DOCUMENT TEXT:
-- Start --

The paper tackled the problem of quadrature error bias in sigma-point filters, which leads to poorly calibrated estimates, by introducing a Bayes-Sard quadrature method that quantifies this uncertainty, resulting in better-calibrated state estimates with improved RMSE in numerical experiments.

The sigma-point filters, such as the UKF, which exploit numerical quadrature to obtain an additional order of accuracy in the moment transformation step, are popular alternatives to the ubiquitous EKF. The classical quadrature rules used in the sigma-point filters are motivated via polynomial approximation of the integrand, however in the applied context these assumptions cannot always be justified. As a result, quadrature error can introduce bias into estimated moments, for which there is no compensatory mechanism in the classical sigma-point filters. This can lead in turn to estimates and predictions that are poorly calibrated. In this article, we investigate the Bayes-Sard quadrature method in the context of sigma-point filters, which enables uncertainty due to quadrature error to be formalised within a probabilistic model. Our first contribution is to derive the well-known classical quadratures as special cases of the Bayes-Sard quadrature method. Then a general-purpose moment transform is developed and utilised in the design of novel sigma-point filters, so that uncertainty due to quadrature error is explicitly quantified. Numerical experiments on a challenging tracking example with misspecified initial conditions show that the additional uncertainty quantification built into our method leads to better-calibrated state estimates with improved RMSE.

-- End --

REQUIRED TASK 1: In the abstract, what is described as the first contribution?
REQUIRED TASK 2: Repeat the abstract word for word from "The paper tackled" to "in numerical experiments.".
Rely on the abstract alone.

Dataset rows:
-- Start --

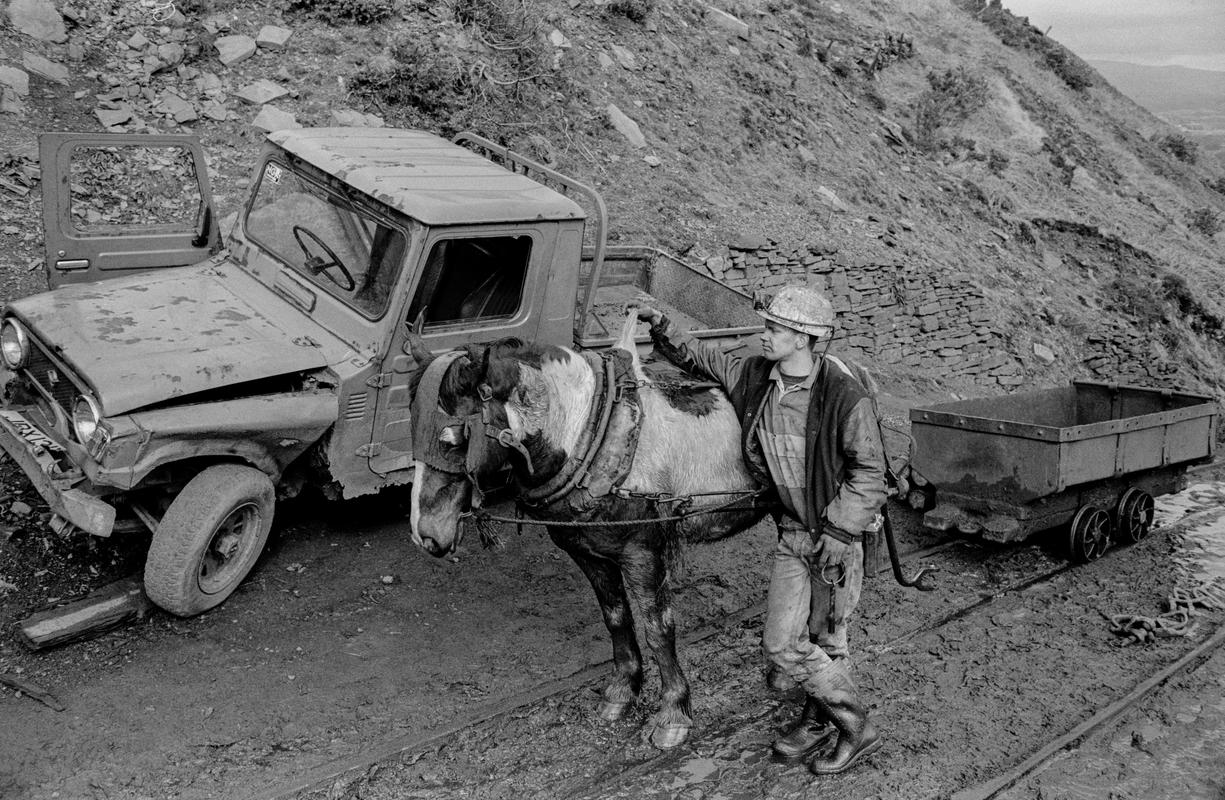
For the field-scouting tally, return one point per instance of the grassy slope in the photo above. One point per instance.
(725, 118)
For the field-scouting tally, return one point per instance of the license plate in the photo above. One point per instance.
(28, 431)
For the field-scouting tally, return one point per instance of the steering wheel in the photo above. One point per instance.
(315, 265)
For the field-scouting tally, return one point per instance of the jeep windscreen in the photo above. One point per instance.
(337, 245)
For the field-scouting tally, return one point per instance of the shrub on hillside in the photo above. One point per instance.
(1071, 70)
(1175, 289)
(1180, 146)
(635, 10)
(951, 97)
(417, 74)
(1204, 221)
(997, 162)
(336, 11)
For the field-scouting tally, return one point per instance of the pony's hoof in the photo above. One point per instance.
(610, 711)
(668, 736)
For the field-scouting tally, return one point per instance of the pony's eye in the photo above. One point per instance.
(452, 435)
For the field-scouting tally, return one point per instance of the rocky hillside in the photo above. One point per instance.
(989, 210)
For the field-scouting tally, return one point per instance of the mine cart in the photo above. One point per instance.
(1088, 456)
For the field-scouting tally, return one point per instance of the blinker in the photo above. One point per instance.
(452, 435)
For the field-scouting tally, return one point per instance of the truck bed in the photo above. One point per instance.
(706, 306)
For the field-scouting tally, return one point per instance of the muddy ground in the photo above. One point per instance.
(348, 640)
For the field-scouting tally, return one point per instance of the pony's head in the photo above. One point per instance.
(474, 419)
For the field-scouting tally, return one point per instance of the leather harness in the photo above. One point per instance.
(603, 453)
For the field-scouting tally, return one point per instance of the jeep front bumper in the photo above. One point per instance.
(36, 453)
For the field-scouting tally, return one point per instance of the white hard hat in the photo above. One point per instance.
(800, 308)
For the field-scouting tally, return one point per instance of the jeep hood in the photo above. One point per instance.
(153, 337)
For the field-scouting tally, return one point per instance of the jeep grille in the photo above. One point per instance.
(50, 377)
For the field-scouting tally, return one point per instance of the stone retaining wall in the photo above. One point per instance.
(888, 313)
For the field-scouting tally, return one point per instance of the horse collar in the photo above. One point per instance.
(605, 449)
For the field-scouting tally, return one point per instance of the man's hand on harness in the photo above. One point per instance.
(833, 547)
(647, 314)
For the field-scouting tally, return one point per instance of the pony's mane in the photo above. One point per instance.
(495, 364)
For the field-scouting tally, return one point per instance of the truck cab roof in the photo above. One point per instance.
(425, 177)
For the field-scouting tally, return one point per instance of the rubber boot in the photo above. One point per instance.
(805, 738)
(777, 680)
(836, 695)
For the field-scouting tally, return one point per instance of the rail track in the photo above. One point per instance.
(625, 776)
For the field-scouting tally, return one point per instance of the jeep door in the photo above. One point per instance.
(118, 203)
(473, 286)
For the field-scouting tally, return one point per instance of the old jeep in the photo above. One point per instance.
(164, 381)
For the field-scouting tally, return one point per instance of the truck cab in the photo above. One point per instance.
(179, 382)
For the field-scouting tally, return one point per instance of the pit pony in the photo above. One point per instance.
(618, 468)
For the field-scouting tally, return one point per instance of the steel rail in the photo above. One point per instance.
(413, 743)
(605, 781)
(418, 743)
(1072, 739)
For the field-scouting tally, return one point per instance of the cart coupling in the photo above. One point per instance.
(923, 578)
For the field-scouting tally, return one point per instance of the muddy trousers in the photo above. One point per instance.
(799, 594)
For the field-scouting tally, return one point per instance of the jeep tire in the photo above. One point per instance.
(208, 539)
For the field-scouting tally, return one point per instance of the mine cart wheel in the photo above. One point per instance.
(1133, 515)
(1088, 534)
(208, 539)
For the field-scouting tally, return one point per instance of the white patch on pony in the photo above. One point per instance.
(679, 452)
(414, 515)
(687, 455)
(554, 401)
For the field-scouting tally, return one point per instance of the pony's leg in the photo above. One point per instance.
(646, 583)
(605, 578)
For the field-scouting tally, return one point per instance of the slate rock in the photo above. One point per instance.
(262, 91)
(180, 109)
(113, 118)
(172, 53)
(831, 199)
(272, 37)
(728, 22)
(16, 80)
(232, 49)
(214, 110)
(625, 126)
(625, 58)
(10, 103)
(273, 119)
(50, 70)
(37, 18)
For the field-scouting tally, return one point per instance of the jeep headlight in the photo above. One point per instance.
(86, 417)
(14, 344)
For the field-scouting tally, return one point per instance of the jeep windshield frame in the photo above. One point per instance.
(338, 241)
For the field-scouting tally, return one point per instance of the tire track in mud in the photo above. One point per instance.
(489, 711)
(549, 743)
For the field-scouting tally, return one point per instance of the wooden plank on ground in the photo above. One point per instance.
(101, 610)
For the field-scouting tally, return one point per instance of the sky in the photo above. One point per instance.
(1154, 32)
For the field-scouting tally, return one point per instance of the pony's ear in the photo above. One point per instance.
(415, 342)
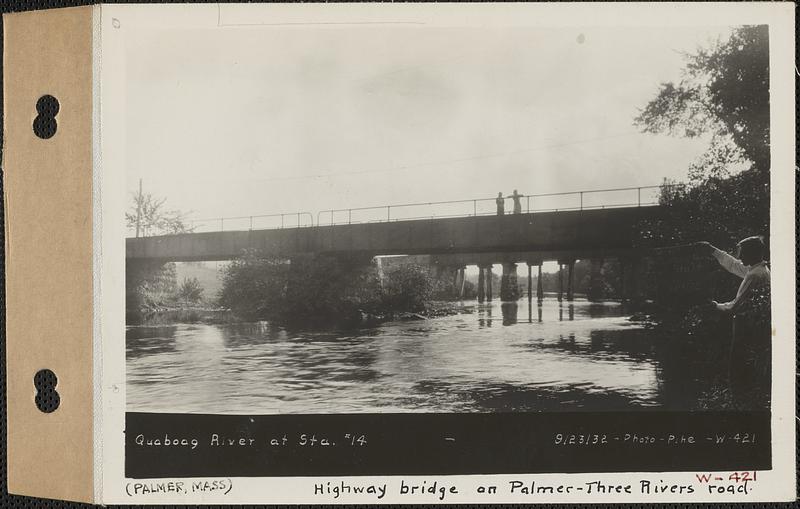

-- End --

CORRECT OUTPUT 1: Deriving the well-known classical quadratures as special cases of the Bayes-Sard quadrature method.

CORRECT OUTPUT 2:
The paper tackled the problem of quadrature error bias in sigma-point filters, which leads to poorly calibrated estimates, by introducing a Bayes-Sard quadrature method that quantifies this uncertainty, resulting in better-calibrated state estimates with improved RMSE in numerical experiments.